* Task item: Reproduce the passage from the text on the Reference Genome Annotation Project, starting with "Sequences used for" and going on through "fully sequenced genomes.".

===== Text provided

The Reference Genome Annotation Project

The GO Consortium coordinated an effort to maximize and optimize GO annotations for a large and representative set of key genomes, known as 'reference genomes'. The Reference Genome Annotation Project aimed to completely annotate twelve reference genomes, producing a resource that may effectively seed automatic annotation efforts of other genomes. The project was funded by the main GO Consortium grant from the the US National Institutes of Health, Human Genome Research Institute.

Trained, highly skilled GO curators formed the Reference Genome GO Annotation Team, which coordinated annotation, facilitated implementation of GO Consortium annotation priorities, and provided quantitative measures to assess progress toward the goal of broad and deep annotation of the reference genomes. The work of this annotation team was published at:

Reference Species and Databases

The reference genomes and responsible database groups are:

Sequences used for building the trees can be obtained from the EBI's Reference Proteomes website. To access the complete proteomes for other species, please visit the UniProt Complete Proteomes collection.


The Reference Genome Project issued a set of comprehensive experimental GO annotations for all gene products in all twelve Reference Genomes and provided tools for using these annotations to infer GO annotations for all fully sequenced genomes.

Evolutionary relationships are the glue in the Reference Genome Project, and related genes across the twelve Reference Genomes were curated simultaneously. The results of this work provided:

  • Better annotations: each model organism has unique strengths for probing gene function, and bringing this information together helps to interpret experimental results, which improves the accuracy and consistency of annotations.
  • More annotations: homology relationships allow accurate inference of functions for genes that have not been characterized experimentally
  • Improvements in the Gene Ontology: cross-organism discussion about annotations frequently leads to new terms being added to the Gene Ontology.

==========
===== Recorded data

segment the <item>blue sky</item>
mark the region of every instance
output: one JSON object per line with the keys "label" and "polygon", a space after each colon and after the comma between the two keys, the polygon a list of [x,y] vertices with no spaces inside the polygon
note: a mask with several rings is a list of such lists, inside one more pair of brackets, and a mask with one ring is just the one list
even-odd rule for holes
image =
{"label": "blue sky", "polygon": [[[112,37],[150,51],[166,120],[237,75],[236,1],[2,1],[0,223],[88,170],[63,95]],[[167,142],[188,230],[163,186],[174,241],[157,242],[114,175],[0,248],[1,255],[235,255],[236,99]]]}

==========

* Expected output:
Sequences used for building the trees can be obtained from the EBI's Reference Proteomes website. To access the complete proteomes for other species, please visit the UniProt Complete Proteomes collection.


The Reference Genome Project issued a set of comprehensive experimental GO annotations for all gene products in all twelve Reference Genomes and provided tools for using these annotations to infer GO annotations for all fully sequenced genomes.